→ PERINTAH KERJA A:
Tentukan apakah tiap pernyataan berikut sesuai dengan kutipan tentang sidang etik Ketua KPK. Jawab ya atau tidak, disertai kata-kata penentu dari kutipan itu. (i) Kurnia Ramadhana menyampaikan desakannya pada hari Senin. (ii) Kurnia Ramadhana adalah peneliti Indonesia Corruption Watch. (iii) Koalisi meminta sidang etik digelar secara tertutup.
→ PERINTAH KERJA B:
Menurut kutipan tentang sidang etik Ketua KPK, apa jabatan Firli saat ia diduga bertemu dengan pihak yang sedang berperkara di KPK?
→ PERINTAH KERJA C:
Tuliskan lanjutan kutipan tentang sidang etik Ketua KPK, dimulai sesudah kalimat terakhirnya.

Sementara Koalisi Masyarakat Sipil Anti Korupsi meminta agar Dewas KPK menggelar sidang etik dugaan pelanggaran yang dilakukan Firli Bahuri secara terbuka dan transparan.
"Koalisi Masyarakat Sipil Anti Korupsi mendesak agar sidang dugaan pelanggaran kode etik Ketua KPK dilakukan secara objektif, transparan, dan akuntabel," ujar salah satu anggota Koalisi, Kurnia Ramadhana dalam pesan singkatnya, Senin (24/8).
Kurnia mengatakan penggunaan fasilitas mewah tersebut jelas mencoreng kredibilitas kelembagaan. Tak hanya itu, perilaku Firli juga semakin menciptakan situasi skeptisisme publik terhadap kerja pemberantasan korupsi yang dilakukan oleh KPK.
Peneliti Indonesia Corruption Watch (ICW) itu juga menjabarkan beberapa dugaan pelanggaran etik lainnya yang dilakukan Firli, sebelum perkara helikopter limousin ini mencuat ke publik. Salah satunya saat masih menjabat sebagai Deputi Penindakan, Firli diduga sempat bertemu dengan pihak yang sedang berperkara di KPK.

→ BAHAN KAJIAN:
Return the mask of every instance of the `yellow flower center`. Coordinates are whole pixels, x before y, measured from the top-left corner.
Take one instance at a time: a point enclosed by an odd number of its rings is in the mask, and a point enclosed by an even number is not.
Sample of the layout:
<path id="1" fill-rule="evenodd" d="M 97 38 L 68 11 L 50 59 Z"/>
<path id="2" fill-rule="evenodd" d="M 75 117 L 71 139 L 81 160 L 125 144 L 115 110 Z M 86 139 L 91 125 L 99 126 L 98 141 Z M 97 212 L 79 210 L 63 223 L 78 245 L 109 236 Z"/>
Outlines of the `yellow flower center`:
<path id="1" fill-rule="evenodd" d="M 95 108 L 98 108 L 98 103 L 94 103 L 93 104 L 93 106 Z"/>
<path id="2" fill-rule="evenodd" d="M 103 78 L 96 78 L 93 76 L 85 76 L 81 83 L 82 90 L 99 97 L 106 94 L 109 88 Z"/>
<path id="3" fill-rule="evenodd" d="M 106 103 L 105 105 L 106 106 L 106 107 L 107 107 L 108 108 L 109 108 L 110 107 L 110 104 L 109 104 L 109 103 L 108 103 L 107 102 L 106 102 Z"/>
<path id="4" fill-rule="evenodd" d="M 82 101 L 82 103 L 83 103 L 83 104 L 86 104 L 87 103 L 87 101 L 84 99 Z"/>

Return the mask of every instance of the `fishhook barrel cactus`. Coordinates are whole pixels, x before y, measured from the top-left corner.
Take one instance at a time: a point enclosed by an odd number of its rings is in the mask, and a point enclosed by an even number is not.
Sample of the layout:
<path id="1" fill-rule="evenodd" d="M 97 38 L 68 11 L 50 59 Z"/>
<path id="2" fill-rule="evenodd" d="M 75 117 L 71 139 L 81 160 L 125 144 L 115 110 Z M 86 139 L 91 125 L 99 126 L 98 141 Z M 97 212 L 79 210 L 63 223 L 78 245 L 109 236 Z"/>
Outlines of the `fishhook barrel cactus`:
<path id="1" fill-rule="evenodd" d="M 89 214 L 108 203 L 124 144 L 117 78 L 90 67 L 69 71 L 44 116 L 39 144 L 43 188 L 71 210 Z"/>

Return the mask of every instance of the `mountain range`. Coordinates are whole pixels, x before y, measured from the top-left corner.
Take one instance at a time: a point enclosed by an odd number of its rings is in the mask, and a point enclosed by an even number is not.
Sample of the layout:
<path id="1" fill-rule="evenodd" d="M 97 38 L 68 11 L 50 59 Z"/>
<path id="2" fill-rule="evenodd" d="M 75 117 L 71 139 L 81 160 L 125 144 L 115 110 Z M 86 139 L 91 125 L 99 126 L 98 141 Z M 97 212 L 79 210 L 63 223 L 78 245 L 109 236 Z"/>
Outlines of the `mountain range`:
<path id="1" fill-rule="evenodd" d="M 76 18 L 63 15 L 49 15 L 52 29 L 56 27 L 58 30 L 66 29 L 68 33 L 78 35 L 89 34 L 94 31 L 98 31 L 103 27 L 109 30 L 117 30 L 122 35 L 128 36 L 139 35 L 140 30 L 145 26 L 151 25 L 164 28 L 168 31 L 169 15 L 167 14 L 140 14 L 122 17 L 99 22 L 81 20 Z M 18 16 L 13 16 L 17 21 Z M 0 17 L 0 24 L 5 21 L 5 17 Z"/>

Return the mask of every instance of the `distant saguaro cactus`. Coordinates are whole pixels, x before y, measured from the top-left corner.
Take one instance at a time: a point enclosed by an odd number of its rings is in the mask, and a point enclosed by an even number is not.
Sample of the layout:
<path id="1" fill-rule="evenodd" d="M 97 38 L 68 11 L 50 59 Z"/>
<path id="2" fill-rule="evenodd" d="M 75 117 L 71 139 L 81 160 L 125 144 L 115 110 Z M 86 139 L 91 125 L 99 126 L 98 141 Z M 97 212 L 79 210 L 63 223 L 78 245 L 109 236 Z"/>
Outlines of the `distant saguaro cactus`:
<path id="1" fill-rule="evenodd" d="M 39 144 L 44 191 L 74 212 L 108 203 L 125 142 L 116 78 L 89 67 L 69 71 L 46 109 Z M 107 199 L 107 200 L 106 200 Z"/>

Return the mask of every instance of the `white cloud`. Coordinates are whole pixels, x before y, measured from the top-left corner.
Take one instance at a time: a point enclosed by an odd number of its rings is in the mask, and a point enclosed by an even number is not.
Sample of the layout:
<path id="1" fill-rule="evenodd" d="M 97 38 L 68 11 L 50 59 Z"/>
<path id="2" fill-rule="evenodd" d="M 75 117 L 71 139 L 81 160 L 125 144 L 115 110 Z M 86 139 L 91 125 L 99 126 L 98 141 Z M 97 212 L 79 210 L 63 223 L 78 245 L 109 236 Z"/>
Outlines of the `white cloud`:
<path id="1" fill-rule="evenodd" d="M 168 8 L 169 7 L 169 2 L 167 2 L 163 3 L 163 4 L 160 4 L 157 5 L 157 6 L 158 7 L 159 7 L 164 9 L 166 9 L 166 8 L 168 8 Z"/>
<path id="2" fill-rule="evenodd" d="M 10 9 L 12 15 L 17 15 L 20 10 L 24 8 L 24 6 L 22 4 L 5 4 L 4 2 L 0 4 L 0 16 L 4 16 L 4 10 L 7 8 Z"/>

→ JAWABAN LATIHAN A:
(i) Ya: "dalam pesan singkatnya, Senin (24/8)".
(ii) Ya: "Peneliti Indonesia Corruption Watch (ICW) itu".
(iii) Tidak: "secara terbuka dan transparan".

→ JAWABAN LATIHAN B:
Deputi Penindakan.

→ JAWABAN LATIHAN C:
Bahkan dalam sebuah kesempatan, Firli juga diketahui sempat memberikan akses khusus terhadap salah seorang saksi yang akan diperiksa penyidik. Tak berhenti disitu, ratusan pegawai KPK diketahui pernah membuat petisi menyoal tindakan Deputi Penindakan yang terkesan kerap menghambat pengembangan perkara-perkara besar. Sayangnya, pada saat itu Firli Bahuri luput dari sanksi karena langsung ditarik oleh instansi asalnya yaitu Polri.
"Secara konsisten sebagai Ketua KPK, Komjen Pol Firli Bahuri, mempertahankan pola kerja seperti saat ia menjadi deputi penindakan. Mulai dari minimnya penindakan, menghasilkan banyak buronan, juga tidak menuntaskan perkara-perkara besar," ujar Kurnia.
Kemudian saat menjabat sebagai Ketua KPK, Koalisi melihat Firli terkesan abai dalam melindungi pegawai yang saat itu diduga disekap di Perguruan Tinggi Ilmu Kepolisian. Pengabaian ini serius karena apa yang menimpa pegawai KPK sebenarnya terindikasi sebagai upaya menghalang-halangi penyidikan sebagaimana diatur UU Tipikor.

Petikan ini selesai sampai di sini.